March 27, 2013

Edamame Press

Lotus, Three Stages

I'm crazy about the rustic look of woodblock printing. 
The work of Amanda Gordon Miller at Edamame Press 
caught my eye as an outstanding example of this handmade craft. 

Listen in as I interview her. 
You'll enjoy seeing her prints, as well as the behind the scenes angle
she offers us with pictures of the woodblocks and prints in process.

Start by telling us some things about yourself, Amanda.
My husband and I live in Baltimore, Maryland with our two beautiful kids. We love to travel and spend time outdoors, and we strongly prefer warm weather. I'm a Resident Artist at the Howard County Center for the Arts. I recently moved into my new studio after years printing in our home basement laundry room, and I love my new space!

So, give us a brief definition of woodblock printing.
In a nutshell, a design is carved in relief on a piece of wood. The unwanted areas are carved away, and the raised, uncarved areas are inked and printed to create the woodblock print.
----
_Assignment_: Pick up the interview on woodblock printing after its last sentence and continue it.
----
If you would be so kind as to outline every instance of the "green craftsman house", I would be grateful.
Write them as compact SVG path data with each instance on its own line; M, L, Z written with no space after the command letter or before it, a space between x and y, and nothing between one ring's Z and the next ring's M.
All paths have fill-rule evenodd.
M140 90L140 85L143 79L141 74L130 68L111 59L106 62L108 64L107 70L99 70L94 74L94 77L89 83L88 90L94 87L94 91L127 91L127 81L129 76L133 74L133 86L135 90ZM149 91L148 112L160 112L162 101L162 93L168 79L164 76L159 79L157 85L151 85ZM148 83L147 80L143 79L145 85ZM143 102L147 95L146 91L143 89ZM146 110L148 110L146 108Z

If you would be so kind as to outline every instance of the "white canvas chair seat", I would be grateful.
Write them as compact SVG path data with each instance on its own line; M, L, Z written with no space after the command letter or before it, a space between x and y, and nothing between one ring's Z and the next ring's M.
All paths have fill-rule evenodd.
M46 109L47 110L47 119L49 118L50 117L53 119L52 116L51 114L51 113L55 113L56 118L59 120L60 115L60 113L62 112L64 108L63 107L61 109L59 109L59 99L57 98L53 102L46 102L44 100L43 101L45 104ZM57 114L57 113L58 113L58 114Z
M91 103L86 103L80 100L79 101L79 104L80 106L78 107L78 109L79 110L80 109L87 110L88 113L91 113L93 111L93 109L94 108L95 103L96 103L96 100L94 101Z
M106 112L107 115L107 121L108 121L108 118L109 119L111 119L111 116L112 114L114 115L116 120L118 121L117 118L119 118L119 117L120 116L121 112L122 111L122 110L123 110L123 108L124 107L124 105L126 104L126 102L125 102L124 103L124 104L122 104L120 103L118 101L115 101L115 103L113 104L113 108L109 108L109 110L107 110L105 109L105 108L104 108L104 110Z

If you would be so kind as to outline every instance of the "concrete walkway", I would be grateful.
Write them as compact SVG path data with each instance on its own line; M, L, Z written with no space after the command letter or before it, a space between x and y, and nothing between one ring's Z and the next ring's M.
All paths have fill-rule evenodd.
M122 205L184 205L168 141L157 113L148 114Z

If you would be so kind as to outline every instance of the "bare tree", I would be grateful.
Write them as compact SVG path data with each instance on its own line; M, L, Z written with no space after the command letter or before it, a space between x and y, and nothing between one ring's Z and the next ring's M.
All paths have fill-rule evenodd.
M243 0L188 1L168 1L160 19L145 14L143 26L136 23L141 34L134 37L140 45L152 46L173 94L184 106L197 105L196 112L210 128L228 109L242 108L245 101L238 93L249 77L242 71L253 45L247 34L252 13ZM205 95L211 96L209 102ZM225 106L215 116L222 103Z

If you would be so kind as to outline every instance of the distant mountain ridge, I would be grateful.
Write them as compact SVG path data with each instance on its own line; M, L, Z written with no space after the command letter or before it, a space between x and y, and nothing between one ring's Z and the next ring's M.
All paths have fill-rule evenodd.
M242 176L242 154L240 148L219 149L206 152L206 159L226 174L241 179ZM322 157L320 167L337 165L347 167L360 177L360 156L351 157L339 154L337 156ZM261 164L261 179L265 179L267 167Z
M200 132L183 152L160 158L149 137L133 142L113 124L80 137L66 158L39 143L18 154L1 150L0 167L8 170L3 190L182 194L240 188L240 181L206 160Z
----
_Exercise result_:
Fairy Woods in Winter

I appreciate that you use environmentally-friendly materials. Tell us about that.
As an artist, I'm committed to a nontoxic (or less toxic) art practice, which is safer for myself, my family, and the environment. Akua inks are wonderful because they are safe to use, easy to clean up, and they are incredibly high-quality inks, with intense, light-fast pigments and unique working properties.  I also choose natural materials, like wood for carving, and cotton rag paper.  I love responding to the materials themselves--the opacity or transparency of a pigment, the direction of the grain of the wood, the absorbency of the paper fibers. All these factors go into the final print.

Monarch Butterfly

Please explain your process of woodblock printing.
I start by sketching a line drawing on the first block. This is the "key block," which has most of the lines and details for the print, and will eventually be printed in black or brown.  I then carve away the negative space (the undrawn areas between the lines), leaving raised areas that will receive the ink when I print.  For the color blocks, I transfer the key block design to the uncarved blocks, then carve a separate block for each color, removing the unwanted areas and leaving a raised surface that will receive the ink.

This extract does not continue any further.